▸ **DATA SUPPLIED**:
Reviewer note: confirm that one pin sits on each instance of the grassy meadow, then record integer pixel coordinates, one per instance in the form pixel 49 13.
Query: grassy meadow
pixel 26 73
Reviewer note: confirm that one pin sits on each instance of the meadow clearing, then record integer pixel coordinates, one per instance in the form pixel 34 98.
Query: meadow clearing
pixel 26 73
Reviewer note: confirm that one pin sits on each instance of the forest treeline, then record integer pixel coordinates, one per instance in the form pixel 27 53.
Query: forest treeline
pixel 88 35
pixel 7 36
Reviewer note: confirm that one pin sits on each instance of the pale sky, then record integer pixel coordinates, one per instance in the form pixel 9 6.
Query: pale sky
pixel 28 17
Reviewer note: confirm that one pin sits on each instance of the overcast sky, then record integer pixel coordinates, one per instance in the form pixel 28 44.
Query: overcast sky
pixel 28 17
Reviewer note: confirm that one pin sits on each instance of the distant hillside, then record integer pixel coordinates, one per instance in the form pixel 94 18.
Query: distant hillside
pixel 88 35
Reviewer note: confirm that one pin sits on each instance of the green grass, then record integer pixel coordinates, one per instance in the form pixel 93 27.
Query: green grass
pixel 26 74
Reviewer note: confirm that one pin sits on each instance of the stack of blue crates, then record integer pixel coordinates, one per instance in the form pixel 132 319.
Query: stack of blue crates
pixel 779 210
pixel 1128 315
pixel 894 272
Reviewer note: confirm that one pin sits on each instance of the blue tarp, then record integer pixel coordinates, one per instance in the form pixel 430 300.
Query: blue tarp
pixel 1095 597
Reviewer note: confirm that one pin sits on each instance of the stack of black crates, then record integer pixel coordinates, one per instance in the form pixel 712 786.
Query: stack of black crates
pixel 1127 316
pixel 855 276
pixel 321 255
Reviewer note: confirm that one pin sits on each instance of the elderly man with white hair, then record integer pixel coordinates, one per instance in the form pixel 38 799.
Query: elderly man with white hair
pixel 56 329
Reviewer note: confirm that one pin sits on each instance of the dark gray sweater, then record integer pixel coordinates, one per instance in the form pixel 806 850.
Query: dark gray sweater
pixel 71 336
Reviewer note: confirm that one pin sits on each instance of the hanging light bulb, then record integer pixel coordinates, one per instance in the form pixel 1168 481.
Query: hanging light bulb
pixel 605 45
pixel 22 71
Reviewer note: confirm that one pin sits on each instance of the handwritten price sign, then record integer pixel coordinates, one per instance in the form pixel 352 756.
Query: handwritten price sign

▸ **WHAT IS NEEDED**: So that nothing is lost, please reproduce each entry exactly as written.

▸ **RESULT OF THIS EXERCISE**:
Reviewer note: confirm that one pin sits on each instance of the grassy meadow, then record integer pixel coordinates, one per instance in the form pixel 49 13.
Query: grassy meadow
pixel 26 73
Reviewer note: confirm that one pin sits on each instance of the meadow clearing, then record integer pixel coordinates, one per instance in the form pixel 34 98.
Query: meadow clearing
pixel 26 73
Reviewer note: confirm that one pin sits on each instance of the forest treeline, then record integer pixel coordinates, one per instance in the form pixel 27 53.
Query: forest treeline
pixel 88 35
pixel 7 36
Reviewer note: confirm that one pin sits on each instance of the pale sky, then record integer pixel coordinates, one per instance in the form pixel 9 6.
Query: pale sky
pixel 28 17
Reviewer note: confirm that one pin sits on each instance of the overcast sky, then record integer pixel coordinates, one per instance in the form pixel 28 44.
Query: overcast sky
pixel 28 17
Reviewer note: confirm that one pin sits on each instance of the distant hillside, then record integer pixel coordinates, one per instance in the form pixel 94 18.
Query: distant hillside
pixel 88 35
Reviewer note: confirm that one pin sits on each instance of the green grass, then record integer pixel coordinates, one per instance in the form pixel 93 27.
Query: green grass
pixel 26 74
Reviewer note: confirm that one pin sits on each instance of the stack of blue crates, then record integer pixel coordinates, one per instance in the form pixel 132 319.
Query: stack of blue crates
pixel 779 210
pixel 1128 315
pixel 894 272
Reviewer note: confirm that one pin sits on each instance of the blue tarp, then record integer pixel coordinates, one per instance in the form pixel 430 300.
Query: blue tarp
pixel 1095 597
Reviewer note: confirm that one pin sits on each instance of the stack of black crates, then record integer pixel coordinates, one per instance in the form pixel 712 786.
Query: stack of black crates
pixel 1127 316
pixel 855 276
pixel 321 255
Reviewer note: confirm that one pin sits on each instance of the elderly man with white hair, then record integer pixel coordinates, one per instance in the form pixel 38 799.
Query: elderly man with white hair
pixel 56 329
Reviewer note: confirm that one pin sits on each instance of the dark gray sweater, then record integer pixel coordinates, one per instance in the form pixel 806 850.
Query: dark gray sweater
pixel 71 336
Reviewer note: confirm that one pin sits on each instance of the hanging light bulb, then record integer pixel coordinates, one per instance in the form pixel 1168 481.
Query: hanging light bulb
pixel 605 45
pixel 22 71
Reviewer note: confirm that one pin sits on each instance of the handwritten price sign, then record integer pixel coordinates, one per instance in the form pixel 352 756.
Query: handwritten price sign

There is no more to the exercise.